Prompt: Pull out every line of the records below and copy each one word for word, in the same order.

Task input:
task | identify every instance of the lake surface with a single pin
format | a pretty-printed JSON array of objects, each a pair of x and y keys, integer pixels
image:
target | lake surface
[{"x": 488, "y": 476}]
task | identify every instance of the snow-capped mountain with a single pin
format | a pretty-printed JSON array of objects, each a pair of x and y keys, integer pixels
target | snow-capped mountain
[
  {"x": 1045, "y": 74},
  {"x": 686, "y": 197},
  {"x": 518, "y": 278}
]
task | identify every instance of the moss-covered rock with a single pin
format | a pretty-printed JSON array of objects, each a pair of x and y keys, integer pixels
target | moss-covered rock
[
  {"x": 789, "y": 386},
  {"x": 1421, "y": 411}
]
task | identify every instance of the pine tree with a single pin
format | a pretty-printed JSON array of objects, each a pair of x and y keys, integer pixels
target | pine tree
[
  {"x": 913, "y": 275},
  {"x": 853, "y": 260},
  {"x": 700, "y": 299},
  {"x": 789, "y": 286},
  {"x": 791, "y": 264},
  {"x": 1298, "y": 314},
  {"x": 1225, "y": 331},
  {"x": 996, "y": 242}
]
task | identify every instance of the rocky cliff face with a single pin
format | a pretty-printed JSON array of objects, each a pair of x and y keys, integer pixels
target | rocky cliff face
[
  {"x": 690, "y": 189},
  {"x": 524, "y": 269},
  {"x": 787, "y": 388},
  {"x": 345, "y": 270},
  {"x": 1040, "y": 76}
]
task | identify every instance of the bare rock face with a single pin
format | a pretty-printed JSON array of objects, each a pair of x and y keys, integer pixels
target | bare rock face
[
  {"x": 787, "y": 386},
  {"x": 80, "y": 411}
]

Exercise result:
task | identify every instance of the lake surface with a single pin
format | a pretty-printed JSON array of objects, each a pair of x and y keys, integer pixels
image:
target | lake surface
[{"x": 488, "y": 476}]
task | identify every instance of the snow-capped mountain with a single pin
format | a pretty-printed JSON array of objects, each a pair of x and y keys, integer pixels
target | snow-capped mountain
[
  {"x": 1045, "y": 74},
  {"x": 686, "y": 197},
  {"x": 518, "y": 278}
]
task | identify every instance of the moss-covered rock with a single pin
format | a pretty-printed JSON array of objects, each a pair of x and y keys, integer pixels
target | moss-covered rock
[
  {"x": 789, "y": 386},
  {"x": 1421, "y": 411}
]
task | identify every instance of the pine tree with a single pin
format | a pretty-printed JSON array of objects, each a pair of x and y keys, integer pixels
target | pine tree
[
  {"x": 913, "y": 275},
  {"x": 853, "y": 260},
  {"x": 700, "y": 299},
  {"x": 789, "y": 286},
  {"x": 791, "y": 264},
  {"x": 1298, "y": 314},
  {"x": 1225, "y": 331},
  {"x": 996, "y": 242}
]
task | identify every instance of the rocky cliff face with a single pin
format | a pretty-printed JSON array of objects, each a pair of x and y keys, integer pixels
target | rocky cliff face
[
  {"x": 690, "y": 189},
  {"x": 524, "y": 269},
  {"x": 787, "y": 388},
  {"x": 345, "y": 270},
  {"x": 1040, "y": 76}
]
task | identify every instance of the bare rock face with a single pin
format | a pretty-printed JSON array of objects, each a pair of x and y keys, integer pixels
target | bare rock face
[
  {"x": 787, "y": 386},
  {"x": 80, "y": 411}
]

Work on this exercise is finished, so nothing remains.